■ **TO BE DONE**:
Count the lines in the entries below that contain the string "wall", matching case exactly, and reply with only that number.
··· GIVEN DATA ···
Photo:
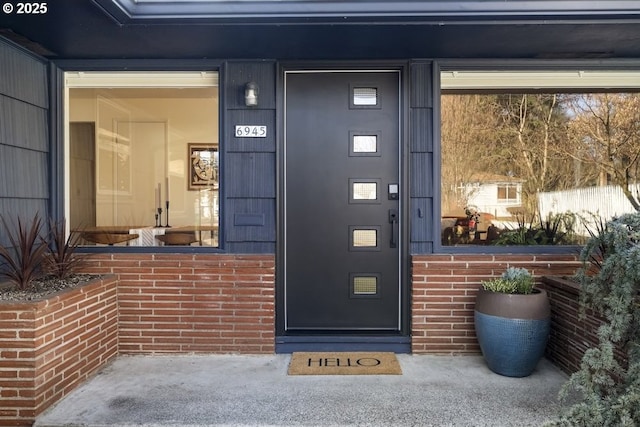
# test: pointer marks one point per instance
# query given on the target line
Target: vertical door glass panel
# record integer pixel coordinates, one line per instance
(365, 96)
(365, 191)
(365, 238)
(365, 143)
(365, 285)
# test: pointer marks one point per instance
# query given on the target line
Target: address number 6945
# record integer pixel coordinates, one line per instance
(251, 131)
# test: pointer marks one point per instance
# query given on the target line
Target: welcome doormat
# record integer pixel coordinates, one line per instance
(344, 363)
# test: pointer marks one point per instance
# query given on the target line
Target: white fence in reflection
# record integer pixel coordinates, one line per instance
(589, 203)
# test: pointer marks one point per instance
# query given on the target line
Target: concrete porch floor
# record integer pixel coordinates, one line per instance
(234, 390)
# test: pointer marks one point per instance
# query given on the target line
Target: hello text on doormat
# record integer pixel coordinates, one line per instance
(344, 363)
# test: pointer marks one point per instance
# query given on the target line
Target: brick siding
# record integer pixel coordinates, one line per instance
(193, 303)
(444, 289)
(48, 348)
(218, 303)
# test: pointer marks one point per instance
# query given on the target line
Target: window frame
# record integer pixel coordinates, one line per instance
(506, 66)
(60, 134)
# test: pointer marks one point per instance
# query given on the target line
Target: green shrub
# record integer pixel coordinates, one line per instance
(609, 385)
(513, 281)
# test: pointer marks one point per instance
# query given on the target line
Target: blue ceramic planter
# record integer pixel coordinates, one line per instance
(512, 331)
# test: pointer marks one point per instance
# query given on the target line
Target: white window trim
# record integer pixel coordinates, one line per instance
(532, 80)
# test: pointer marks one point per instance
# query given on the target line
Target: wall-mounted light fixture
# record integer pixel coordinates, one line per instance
(251, 91)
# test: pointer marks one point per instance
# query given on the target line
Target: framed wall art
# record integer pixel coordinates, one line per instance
(203, 166)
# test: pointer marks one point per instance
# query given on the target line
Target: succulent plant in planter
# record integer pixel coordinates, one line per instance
(37, 262)
(512, 321)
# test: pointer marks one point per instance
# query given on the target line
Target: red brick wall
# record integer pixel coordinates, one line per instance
(48, 348)
(185, 303)
(570, 335)
(444, 289)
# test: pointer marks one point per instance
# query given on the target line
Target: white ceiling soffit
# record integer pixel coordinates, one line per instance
(488, 80)
(99, 79)
(132, 11)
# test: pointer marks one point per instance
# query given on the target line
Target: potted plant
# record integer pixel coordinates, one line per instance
(512, 321)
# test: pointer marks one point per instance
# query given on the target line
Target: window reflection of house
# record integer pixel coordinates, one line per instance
(493, 193)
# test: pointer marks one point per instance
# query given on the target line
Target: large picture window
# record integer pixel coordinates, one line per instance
(537, 158)
(143, 164)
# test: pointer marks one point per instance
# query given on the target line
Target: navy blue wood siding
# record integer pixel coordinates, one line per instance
(421, 163)
(249, 167)
(24, 135)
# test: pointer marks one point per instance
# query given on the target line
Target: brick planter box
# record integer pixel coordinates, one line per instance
(444, 289)
(49, 347)
(570, 335)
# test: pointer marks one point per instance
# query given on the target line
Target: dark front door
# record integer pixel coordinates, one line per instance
(341, 226)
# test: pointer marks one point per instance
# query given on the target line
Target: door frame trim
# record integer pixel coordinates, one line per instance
(401, 68)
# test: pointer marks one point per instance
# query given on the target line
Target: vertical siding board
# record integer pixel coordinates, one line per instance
(249, 164)
(24, 134)
(250, 175)
(421, 166)
(23, 174)
(422, 184)
(250, 219)
(421, 129)
(22, 76)
(421, 220)
(421, 90)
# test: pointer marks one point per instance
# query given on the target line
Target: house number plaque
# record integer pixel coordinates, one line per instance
(251, 131)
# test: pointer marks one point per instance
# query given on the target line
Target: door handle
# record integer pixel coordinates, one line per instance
(393, 220)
···
■ **EXPECTED ANSWER**:
3